Unlike other Cambodian children who have the freedom to play and run free, countless hours of his early life were spent in a hot, squalid and teeming cell in the prison where his mother remains interred for human trafficking.

During those early years behind bars, Sokun witnessed many things that continue to haunt him, including his mother cutting down the body of a fellow prisoner who had hanged herself.

Local rights group Licadho, which released Sokun’s story yesterday in an effort to draw attention to the impact prisons can have on children, says that as of July, 51 children were living with their mothers in prisons monitored by the group.

Although the December 2011 Prison Law reduced the age limit of children allowed to stay in prison from six to three, about a dozen children over that age still live behind bars, Licadho reports.

While there are “undeniable benefits” of keeping a child with his or her mother when she is imprisoned, prisons do not provide a child-appropriate environment and are incapable of meeting a child’s basic needs, the report says.

To date, no assessment has ever been conducted by a state authority to determine whether a child should be allowed to live with his or her mother in prison or if appropriate family or other alternatives exist.

“The reality of Cambodian prisons is harsh for anyone, but for a child, it can be devastating,” Licadho prisons supervisor Nget Sokun said yesterday.

“These children are often forgotten by society, but worse still, they are too often ignored by the authorities responsible for them.”

General Department of Prisons director of operations Be Tealeng said that authorities were aware that over-age children continued to reside in prisons.

“We do really want to keep kids out of prison, but outside, there is no one who can be responsible for looking after them,” he said. “So their mothers ask us to let them live with them, and for humane reasons, we allow this.”

He added that older children were discretely allowed to attend local state schools outside prisons, and that the authorities were in discussion with NGOs to help release and adequately care for more currently incarcerated children.

The current government funding for each adult prisoner is 2,800 riel per day, while children living with their mothers are allocated 1,400 riel.

= = = = =

**REQUIREMENT A**
In the article on children in Cambodian prisons, how much government funding per day goes to a child living with a mother in prison?
The article on children in Cambodian prisons and the records have no connection to each other.

= = = = =

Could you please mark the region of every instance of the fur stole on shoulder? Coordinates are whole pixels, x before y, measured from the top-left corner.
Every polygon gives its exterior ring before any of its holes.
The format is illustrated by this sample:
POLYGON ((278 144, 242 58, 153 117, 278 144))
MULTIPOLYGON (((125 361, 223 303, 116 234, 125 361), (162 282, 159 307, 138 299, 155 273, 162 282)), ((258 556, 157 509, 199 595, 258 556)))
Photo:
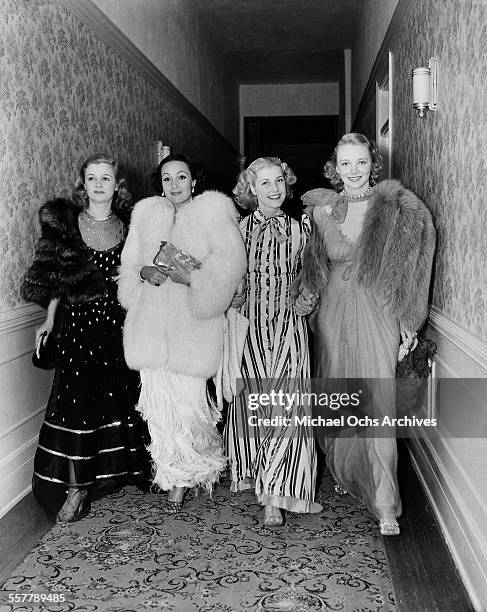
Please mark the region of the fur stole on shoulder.
MULTIPOLYGON (((322 190, 321 206, 339 206, 339 198, 322 190)), ((306 201, 306 200, 305 200, 306 201)), ((330 218, 332 215, 327 215, 330 218)), ((326 245, 319 222, 304 255, 304 283, 323 288, 327 283, 326 245)), ((436 232, 431 214, 421 200, 399 181, 379 183, 370 198, 353 259, 353 274, 359 285, 373 292, 379 303, 392 312, 405 329, 416 331, 427 314, 428 289, 436 232)))
POLYGON ((64 198, 50 200, 39 209, 41 237, 21 285, 28 302, 46 308, 53 298, 82 302, 106 294, 105 279, 79 232, 80 212, 64 198))

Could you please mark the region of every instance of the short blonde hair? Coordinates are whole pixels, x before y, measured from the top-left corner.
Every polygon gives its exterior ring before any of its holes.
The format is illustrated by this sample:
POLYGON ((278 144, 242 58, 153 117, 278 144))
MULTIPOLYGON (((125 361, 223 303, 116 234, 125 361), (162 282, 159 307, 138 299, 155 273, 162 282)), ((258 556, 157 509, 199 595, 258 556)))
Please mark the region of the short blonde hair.
POLYGON ((336 191, 341 191, 343 189, 343 181, 337 172, 337 154, 338 149, 342 145, 346 144, 363 144, 368 148, 370 159, 372 161, 369 184, 371 186, 375 185, 382 171, 382 155, 377 150, 375 142, 367 138, 367 136, 360 134, 359 132, 349 132, 348 134, 344 134, 340 138, 337 146, 335 147, 335 150, 333 151, 333 155, 326 162, 325 167, 323 168, 324 177, 329 179, 330 183, 333 185, 336 191))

= = = = =

**REQUIREMENT B**
Pick out every line of the records that contains the word "region", treating uppercase and lowercase as different.

**FINAL ANSWER A**
1,400 riel per day.

**FINAL ANSWER B**
Could you please mark the region of every instance of the fur stole on shoulder? Coordinates are whole pixels, x before y, measured from the top-left corner.
Please mark the region of the fur stole on shoulder.
Could you please mark the region of every instance of the short blonde hair? Coordinates are whole pixels, x before y, measured from the top-left corner.
Please mark the region of the short blonde hair.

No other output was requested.